**Data for processing**
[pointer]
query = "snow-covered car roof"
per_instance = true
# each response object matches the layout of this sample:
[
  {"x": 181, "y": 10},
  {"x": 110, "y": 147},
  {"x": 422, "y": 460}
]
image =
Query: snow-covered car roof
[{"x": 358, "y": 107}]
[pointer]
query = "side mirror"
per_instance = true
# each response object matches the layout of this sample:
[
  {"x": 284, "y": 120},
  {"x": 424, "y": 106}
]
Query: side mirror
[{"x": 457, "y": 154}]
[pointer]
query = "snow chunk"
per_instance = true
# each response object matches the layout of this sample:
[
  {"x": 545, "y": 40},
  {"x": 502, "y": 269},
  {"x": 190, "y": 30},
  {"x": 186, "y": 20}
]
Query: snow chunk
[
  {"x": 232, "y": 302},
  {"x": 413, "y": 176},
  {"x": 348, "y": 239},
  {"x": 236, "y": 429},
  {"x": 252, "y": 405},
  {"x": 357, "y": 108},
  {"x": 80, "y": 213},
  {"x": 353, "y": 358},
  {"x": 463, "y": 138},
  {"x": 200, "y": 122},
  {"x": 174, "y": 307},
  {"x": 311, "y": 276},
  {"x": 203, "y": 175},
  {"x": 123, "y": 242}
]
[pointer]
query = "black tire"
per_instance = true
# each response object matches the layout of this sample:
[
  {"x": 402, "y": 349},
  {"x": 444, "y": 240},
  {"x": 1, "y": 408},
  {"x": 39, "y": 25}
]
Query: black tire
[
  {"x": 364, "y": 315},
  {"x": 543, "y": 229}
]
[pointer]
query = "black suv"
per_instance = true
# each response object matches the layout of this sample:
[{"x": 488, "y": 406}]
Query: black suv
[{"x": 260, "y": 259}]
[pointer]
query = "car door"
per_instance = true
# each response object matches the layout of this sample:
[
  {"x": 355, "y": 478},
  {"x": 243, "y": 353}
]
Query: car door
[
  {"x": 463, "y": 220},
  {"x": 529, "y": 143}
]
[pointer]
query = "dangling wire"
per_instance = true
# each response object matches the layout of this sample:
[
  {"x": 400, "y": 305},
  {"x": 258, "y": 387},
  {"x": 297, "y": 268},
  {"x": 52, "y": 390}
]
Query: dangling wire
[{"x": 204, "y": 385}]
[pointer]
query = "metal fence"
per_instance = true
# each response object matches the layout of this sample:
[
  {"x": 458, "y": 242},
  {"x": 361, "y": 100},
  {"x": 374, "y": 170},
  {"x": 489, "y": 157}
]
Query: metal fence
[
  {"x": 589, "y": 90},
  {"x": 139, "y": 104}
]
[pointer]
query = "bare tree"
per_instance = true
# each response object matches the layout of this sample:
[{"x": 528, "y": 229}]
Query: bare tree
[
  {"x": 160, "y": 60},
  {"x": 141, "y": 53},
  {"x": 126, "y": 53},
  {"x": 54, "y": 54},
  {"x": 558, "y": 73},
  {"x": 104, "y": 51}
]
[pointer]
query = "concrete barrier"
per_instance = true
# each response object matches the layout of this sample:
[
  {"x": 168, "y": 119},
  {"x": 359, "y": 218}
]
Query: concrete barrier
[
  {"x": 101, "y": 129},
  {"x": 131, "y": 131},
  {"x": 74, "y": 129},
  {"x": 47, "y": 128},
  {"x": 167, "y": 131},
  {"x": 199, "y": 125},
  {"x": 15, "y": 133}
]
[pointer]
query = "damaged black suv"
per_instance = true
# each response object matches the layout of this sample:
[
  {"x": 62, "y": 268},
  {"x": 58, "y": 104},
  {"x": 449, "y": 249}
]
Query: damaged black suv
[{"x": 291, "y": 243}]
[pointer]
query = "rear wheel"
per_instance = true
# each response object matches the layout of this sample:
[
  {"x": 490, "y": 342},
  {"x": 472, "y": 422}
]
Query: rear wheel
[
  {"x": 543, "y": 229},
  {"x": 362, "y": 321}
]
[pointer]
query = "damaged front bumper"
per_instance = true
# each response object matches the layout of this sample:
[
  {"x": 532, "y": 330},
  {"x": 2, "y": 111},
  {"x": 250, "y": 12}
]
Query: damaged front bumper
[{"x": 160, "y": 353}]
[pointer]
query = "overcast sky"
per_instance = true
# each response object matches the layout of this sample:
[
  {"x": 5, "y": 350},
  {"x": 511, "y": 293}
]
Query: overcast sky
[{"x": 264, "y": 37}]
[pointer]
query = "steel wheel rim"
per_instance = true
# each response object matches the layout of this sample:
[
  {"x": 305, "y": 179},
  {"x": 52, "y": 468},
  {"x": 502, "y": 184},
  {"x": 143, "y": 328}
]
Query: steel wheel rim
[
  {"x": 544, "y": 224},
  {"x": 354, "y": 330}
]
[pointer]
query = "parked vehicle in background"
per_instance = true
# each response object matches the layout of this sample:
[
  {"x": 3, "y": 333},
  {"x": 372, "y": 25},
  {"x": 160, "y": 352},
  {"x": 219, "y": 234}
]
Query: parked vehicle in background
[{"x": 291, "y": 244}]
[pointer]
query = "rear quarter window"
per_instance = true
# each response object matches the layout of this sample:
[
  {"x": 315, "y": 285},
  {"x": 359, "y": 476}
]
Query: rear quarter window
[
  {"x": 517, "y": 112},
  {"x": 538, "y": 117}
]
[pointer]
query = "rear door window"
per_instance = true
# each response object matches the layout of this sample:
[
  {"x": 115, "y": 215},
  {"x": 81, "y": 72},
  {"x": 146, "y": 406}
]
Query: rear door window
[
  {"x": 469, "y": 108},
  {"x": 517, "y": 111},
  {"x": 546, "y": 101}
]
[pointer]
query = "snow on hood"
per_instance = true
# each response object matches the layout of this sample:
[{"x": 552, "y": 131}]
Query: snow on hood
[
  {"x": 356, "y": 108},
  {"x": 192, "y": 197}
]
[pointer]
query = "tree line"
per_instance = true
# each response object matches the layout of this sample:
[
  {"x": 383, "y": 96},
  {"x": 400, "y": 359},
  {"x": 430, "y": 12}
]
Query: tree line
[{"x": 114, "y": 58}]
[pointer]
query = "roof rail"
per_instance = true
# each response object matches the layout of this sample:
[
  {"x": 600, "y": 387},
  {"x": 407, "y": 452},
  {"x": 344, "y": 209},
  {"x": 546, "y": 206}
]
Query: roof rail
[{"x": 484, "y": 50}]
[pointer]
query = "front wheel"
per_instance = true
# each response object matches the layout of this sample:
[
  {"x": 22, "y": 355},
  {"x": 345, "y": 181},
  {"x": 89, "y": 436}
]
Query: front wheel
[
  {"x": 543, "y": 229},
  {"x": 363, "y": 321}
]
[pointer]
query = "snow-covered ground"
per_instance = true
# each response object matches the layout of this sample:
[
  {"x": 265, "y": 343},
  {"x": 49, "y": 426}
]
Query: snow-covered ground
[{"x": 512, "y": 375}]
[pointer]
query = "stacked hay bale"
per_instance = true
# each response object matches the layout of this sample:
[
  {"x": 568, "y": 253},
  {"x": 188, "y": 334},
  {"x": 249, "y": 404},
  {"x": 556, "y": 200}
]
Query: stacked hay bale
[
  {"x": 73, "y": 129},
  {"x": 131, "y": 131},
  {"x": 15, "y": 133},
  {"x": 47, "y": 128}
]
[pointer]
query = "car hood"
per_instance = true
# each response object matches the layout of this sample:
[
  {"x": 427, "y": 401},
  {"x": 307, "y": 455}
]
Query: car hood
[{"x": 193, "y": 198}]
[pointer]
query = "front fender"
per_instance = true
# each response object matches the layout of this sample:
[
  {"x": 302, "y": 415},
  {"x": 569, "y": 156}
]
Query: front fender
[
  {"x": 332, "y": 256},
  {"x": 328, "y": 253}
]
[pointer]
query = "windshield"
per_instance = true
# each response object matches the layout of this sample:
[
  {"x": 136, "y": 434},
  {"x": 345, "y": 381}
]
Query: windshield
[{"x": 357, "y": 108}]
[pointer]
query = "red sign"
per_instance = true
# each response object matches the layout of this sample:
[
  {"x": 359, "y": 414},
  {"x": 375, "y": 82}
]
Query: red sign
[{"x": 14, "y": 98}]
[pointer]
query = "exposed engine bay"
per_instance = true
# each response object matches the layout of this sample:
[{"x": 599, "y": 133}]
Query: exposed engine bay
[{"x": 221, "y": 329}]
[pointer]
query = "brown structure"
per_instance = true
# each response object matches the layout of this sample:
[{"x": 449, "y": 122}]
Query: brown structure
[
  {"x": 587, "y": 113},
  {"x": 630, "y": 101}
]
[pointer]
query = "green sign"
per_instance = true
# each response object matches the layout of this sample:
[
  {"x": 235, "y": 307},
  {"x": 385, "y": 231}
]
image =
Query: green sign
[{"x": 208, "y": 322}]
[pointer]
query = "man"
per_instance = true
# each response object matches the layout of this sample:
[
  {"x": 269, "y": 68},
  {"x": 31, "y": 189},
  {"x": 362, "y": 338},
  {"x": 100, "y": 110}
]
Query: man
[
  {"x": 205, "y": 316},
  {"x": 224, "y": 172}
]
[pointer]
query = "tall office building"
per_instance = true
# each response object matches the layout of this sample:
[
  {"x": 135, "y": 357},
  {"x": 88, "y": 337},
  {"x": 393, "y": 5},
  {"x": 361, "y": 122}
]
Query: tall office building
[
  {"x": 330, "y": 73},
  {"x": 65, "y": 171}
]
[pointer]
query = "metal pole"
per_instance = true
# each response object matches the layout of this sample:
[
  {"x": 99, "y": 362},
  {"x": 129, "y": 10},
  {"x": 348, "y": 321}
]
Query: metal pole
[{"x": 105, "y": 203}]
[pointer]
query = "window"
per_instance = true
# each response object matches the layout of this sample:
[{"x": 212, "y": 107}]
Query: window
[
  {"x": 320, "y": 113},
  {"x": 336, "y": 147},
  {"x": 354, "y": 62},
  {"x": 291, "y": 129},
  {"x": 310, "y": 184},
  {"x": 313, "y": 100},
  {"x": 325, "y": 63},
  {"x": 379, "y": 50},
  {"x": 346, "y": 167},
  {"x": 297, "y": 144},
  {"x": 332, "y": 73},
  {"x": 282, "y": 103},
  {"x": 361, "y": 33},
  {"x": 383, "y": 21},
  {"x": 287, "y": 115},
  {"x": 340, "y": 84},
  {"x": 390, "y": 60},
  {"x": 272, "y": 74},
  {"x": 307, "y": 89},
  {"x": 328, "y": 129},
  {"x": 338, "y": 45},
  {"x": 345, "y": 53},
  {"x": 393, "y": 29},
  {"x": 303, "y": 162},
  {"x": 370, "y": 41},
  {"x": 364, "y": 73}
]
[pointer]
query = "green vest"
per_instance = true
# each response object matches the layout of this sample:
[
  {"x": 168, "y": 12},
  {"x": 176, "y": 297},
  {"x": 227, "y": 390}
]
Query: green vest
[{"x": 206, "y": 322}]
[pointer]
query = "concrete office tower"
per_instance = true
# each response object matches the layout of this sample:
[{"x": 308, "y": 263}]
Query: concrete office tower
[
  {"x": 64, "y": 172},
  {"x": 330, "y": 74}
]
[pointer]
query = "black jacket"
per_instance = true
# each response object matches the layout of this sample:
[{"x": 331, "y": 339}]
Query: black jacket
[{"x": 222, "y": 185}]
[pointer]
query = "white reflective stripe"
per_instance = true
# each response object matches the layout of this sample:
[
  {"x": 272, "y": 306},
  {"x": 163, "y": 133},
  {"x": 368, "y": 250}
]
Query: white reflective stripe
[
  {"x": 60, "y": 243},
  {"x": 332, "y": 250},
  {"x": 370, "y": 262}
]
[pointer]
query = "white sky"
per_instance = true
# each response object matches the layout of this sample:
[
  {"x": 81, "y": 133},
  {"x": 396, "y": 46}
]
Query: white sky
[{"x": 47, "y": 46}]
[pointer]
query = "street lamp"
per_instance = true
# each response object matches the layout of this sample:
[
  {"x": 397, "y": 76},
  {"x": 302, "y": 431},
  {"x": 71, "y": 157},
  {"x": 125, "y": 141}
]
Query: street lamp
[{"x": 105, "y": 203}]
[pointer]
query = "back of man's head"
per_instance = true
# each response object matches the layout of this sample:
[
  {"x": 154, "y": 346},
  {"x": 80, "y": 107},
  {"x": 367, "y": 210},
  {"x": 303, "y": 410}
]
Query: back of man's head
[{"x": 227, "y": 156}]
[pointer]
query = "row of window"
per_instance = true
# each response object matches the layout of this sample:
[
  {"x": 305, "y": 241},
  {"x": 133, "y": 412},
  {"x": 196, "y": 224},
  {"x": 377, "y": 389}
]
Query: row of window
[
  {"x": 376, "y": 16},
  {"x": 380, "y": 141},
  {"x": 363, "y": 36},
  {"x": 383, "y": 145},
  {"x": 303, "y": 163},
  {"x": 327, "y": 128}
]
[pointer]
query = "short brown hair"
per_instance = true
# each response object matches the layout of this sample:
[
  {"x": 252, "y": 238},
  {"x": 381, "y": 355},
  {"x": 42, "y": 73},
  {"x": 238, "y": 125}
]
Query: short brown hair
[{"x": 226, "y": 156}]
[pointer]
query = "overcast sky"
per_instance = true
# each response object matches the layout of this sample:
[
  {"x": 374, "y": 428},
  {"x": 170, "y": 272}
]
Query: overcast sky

**Problem requirements**
Pull out every line of the listing above that contains the word "vehicle", and copy each one in full.

**Exercise output**
query = "parked vehicle in background"
Query: parked vehicle in background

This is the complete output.